● ENTRIES SHOWN:
---
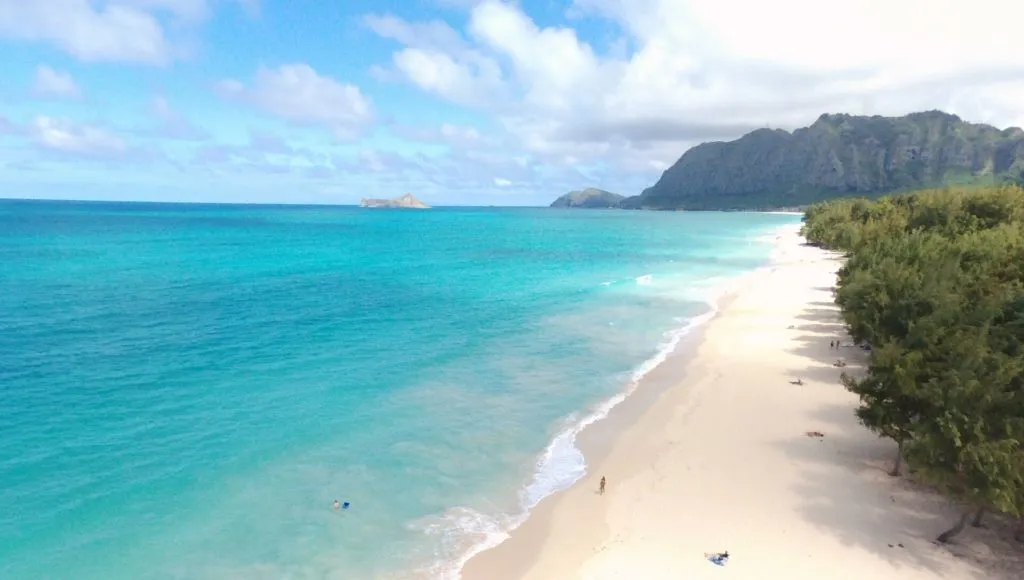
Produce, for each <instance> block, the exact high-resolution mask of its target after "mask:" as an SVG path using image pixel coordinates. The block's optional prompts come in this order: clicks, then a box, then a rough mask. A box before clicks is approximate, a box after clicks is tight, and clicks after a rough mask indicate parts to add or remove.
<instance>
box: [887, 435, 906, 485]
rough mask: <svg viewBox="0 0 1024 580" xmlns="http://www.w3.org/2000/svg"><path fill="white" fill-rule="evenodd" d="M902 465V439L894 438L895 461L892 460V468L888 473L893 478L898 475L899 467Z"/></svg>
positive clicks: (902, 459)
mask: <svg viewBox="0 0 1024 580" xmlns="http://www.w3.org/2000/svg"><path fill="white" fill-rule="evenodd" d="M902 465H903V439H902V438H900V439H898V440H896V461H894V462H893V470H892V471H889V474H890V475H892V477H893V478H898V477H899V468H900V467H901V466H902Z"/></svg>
---
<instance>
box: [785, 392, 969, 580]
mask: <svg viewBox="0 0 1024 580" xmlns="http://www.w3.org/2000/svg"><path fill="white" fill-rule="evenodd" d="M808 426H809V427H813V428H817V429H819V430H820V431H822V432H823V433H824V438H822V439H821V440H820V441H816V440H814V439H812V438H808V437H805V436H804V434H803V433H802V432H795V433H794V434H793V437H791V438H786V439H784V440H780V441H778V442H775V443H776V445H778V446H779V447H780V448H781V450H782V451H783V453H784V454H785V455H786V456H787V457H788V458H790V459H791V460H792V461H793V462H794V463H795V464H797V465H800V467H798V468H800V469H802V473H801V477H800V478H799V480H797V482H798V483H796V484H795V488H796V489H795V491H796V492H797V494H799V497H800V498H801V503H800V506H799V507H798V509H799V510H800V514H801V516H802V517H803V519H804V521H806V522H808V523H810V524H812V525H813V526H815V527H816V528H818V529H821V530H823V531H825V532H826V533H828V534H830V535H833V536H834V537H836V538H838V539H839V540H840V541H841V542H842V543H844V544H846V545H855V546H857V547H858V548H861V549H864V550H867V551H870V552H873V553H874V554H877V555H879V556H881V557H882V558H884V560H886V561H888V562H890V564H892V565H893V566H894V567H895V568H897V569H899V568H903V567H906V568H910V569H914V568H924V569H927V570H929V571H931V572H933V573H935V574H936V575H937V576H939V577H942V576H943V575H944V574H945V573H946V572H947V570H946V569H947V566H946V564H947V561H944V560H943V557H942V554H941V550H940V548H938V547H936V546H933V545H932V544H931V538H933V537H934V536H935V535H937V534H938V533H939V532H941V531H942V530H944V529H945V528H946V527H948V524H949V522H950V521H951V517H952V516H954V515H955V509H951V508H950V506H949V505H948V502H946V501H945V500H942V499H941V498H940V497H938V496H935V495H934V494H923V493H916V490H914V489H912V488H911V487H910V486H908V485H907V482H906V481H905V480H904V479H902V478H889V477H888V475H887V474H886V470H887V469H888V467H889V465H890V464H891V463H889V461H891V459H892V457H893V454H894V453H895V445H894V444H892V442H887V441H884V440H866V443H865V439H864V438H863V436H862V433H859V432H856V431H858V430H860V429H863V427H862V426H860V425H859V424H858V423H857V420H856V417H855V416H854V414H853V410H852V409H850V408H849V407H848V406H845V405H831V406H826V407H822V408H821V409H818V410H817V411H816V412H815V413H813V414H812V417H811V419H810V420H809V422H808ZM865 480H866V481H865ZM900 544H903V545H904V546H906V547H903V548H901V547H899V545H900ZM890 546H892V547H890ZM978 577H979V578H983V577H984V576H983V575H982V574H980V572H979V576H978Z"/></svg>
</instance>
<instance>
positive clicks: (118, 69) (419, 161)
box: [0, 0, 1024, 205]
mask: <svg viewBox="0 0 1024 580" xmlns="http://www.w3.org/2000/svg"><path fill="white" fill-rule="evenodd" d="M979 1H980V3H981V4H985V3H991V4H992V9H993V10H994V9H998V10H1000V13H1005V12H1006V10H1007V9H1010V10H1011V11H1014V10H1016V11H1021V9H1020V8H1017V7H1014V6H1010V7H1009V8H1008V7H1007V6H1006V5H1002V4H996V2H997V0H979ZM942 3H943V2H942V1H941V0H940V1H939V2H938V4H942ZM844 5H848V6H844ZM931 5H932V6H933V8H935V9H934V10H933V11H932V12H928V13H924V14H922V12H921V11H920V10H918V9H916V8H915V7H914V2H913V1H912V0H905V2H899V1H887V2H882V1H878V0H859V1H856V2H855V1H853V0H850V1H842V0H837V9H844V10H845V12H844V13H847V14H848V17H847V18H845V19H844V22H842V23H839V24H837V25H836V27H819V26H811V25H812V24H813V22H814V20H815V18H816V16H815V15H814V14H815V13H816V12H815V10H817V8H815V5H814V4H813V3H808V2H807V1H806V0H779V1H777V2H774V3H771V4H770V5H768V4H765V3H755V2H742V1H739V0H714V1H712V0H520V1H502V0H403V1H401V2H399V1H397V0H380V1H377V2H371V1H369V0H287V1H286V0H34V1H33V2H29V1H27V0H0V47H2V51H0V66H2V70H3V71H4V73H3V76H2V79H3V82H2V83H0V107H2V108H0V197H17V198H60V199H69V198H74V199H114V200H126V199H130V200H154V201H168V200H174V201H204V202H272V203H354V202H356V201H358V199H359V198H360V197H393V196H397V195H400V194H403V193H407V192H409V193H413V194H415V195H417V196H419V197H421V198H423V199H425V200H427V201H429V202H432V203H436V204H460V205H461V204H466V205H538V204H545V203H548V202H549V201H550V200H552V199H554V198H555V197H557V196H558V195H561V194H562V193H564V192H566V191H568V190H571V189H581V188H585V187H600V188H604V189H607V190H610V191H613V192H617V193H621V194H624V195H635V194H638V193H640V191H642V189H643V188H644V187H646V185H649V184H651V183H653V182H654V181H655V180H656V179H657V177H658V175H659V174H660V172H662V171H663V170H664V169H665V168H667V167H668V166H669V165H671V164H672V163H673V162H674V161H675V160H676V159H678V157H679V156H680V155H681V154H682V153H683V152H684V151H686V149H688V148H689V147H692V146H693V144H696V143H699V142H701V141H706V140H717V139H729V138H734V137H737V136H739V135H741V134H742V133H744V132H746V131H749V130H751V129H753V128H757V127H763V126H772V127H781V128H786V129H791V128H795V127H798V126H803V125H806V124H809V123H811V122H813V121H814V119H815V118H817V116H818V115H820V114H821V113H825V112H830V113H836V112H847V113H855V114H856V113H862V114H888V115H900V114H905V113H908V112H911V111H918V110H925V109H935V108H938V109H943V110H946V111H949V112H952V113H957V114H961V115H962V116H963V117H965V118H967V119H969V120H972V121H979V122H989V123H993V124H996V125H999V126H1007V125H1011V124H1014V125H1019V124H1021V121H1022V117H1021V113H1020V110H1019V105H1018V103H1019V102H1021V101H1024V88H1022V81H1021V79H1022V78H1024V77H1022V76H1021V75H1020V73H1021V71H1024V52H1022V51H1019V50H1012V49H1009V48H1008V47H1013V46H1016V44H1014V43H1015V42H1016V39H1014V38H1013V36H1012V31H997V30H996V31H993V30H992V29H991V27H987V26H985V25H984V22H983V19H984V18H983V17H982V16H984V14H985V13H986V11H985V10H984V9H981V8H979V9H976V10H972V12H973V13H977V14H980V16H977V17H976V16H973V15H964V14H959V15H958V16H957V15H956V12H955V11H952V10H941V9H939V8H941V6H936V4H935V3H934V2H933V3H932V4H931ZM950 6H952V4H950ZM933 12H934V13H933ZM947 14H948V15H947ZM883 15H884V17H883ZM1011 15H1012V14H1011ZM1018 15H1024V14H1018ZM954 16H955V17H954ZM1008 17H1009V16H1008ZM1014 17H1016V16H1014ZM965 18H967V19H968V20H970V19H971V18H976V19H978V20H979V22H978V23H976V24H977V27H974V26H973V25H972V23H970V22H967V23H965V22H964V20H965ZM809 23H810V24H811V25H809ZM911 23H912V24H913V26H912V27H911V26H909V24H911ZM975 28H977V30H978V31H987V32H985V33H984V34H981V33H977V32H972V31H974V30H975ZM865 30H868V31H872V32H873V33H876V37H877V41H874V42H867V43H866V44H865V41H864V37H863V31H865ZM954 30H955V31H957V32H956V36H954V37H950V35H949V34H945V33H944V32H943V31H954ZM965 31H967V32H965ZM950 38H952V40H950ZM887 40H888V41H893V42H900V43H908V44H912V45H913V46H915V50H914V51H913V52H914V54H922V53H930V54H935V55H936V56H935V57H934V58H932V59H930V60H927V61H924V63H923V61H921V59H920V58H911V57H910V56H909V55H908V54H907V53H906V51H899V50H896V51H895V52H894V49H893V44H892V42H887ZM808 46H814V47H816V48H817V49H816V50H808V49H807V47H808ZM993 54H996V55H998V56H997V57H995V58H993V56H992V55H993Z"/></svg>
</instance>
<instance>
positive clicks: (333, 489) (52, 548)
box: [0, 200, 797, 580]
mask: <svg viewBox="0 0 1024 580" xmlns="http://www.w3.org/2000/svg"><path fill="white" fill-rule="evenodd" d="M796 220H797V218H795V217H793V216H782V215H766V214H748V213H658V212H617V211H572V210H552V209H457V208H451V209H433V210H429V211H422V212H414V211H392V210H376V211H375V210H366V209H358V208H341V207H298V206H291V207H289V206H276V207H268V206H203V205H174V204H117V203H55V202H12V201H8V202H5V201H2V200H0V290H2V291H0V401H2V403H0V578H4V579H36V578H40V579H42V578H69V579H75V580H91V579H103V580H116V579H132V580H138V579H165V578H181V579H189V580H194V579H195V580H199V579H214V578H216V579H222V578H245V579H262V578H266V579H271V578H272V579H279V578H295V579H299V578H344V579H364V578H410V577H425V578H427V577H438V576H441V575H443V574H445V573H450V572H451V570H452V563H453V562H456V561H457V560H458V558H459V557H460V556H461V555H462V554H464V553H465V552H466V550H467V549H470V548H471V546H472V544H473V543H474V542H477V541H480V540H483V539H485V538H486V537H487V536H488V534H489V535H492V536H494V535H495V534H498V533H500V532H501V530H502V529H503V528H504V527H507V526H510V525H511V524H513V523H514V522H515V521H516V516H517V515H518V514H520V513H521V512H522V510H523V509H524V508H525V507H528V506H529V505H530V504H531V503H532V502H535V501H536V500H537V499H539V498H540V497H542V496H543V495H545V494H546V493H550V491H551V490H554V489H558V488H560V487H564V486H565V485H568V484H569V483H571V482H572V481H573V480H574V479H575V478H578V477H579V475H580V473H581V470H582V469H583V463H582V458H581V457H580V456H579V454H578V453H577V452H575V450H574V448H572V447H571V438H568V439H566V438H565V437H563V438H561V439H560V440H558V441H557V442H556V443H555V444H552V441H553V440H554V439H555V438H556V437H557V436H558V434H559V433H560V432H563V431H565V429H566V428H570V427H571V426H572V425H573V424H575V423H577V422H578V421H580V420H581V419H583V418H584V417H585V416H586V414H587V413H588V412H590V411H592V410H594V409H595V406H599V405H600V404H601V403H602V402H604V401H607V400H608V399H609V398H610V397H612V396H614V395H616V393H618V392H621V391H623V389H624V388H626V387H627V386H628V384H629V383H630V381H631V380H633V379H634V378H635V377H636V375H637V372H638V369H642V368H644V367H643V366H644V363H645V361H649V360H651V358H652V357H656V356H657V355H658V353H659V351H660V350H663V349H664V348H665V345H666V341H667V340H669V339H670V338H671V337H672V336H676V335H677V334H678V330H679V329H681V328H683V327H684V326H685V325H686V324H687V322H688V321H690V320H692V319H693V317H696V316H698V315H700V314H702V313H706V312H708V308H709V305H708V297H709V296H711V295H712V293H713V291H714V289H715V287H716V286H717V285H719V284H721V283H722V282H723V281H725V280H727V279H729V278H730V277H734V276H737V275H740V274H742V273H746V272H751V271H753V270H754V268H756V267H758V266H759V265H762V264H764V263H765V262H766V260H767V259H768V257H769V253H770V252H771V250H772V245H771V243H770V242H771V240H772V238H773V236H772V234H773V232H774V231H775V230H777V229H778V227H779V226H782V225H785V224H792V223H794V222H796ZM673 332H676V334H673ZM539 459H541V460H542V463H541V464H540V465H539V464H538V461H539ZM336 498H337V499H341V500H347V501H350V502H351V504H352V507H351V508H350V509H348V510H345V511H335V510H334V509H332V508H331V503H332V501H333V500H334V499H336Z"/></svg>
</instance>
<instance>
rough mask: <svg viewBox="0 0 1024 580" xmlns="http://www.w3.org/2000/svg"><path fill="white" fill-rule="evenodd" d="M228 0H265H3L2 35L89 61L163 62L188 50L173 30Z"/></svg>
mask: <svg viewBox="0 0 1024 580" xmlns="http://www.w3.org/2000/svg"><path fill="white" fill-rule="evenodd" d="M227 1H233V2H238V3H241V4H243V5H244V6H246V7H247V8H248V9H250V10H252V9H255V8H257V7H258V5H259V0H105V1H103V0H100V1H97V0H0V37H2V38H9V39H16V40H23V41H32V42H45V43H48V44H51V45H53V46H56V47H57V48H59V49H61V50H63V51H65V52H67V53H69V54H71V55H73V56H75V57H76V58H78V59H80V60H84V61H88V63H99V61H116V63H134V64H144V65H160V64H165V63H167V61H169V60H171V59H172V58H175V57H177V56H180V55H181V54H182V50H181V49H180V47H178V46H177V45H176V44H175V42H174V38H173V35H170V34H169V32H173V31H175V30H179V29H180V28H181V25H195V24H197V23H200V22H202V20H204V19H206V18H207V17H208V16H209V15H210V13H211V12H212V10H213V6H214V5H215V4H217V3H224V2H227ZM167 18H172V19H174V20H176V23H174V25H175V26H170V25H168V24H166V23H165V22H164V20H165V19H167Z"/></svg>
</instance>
---
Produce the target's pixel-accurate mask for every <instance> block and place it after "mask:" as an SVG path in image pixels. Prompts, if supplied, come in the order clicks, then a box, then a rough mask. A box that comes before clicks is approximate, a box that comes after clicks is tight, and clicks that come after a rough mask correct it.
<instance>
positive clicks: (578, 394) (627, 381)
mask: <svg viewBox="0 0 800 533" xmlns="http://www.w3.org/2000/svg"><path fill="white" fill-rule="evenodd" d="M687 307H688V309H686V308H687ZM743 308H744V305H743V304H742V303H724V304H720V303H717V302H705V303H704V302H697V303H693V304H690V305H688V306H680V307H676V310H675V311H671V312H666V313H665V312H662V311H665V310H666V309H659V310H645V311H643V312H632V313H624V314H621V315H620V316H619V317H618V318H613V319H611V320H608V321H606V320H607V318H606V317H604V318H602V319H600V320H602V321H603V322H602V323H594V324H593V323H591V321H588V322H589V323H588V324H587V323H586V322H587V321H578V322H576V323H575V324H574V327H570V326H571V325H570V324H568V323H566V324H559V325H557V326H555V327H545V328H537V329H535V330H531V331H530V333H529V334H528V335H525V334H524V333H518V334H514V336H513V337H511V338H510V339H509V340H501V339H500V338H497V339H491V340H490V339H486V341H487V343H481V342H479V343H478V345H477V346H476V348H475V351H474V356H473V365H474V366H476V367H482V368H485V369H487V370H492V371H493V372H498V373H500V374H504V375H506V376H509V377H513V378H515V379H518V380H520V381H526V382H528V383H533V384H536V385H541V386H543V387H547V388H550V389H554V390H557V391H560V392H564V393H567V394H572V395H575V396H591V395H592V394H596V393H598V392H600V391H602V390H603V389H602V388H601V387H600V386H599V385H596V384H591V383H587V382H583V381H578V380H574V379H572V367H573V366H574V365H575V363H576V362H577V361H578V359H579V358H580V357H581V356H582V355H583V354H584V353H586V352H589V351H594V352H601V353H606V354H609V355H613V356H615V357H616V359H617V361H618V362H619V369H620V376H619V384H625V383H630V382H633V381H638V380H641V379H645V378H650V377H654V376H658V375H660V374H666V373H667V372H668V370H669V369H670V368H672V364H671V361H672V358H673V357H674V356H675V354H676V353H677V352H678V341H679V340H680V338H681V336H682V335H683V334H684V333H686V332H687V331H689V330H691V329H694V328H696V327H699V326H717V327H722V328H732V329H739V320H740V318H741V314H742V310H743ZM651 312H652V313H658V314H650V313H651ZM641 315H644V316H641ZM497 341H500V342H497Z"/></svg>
---
● TASK OBJECTIVE: Pull out each line of the records above that contains the word "positive", treating uppercase and lowercase as different. Copy those lines in full.

● YOUR RESPONSE:
positive clicks: (902, 459)
positive clicks: (118, 69) (419, 161)
positive clicks: (333, 489) (52, 548)
positive clicks: (578, 394) (627, 381)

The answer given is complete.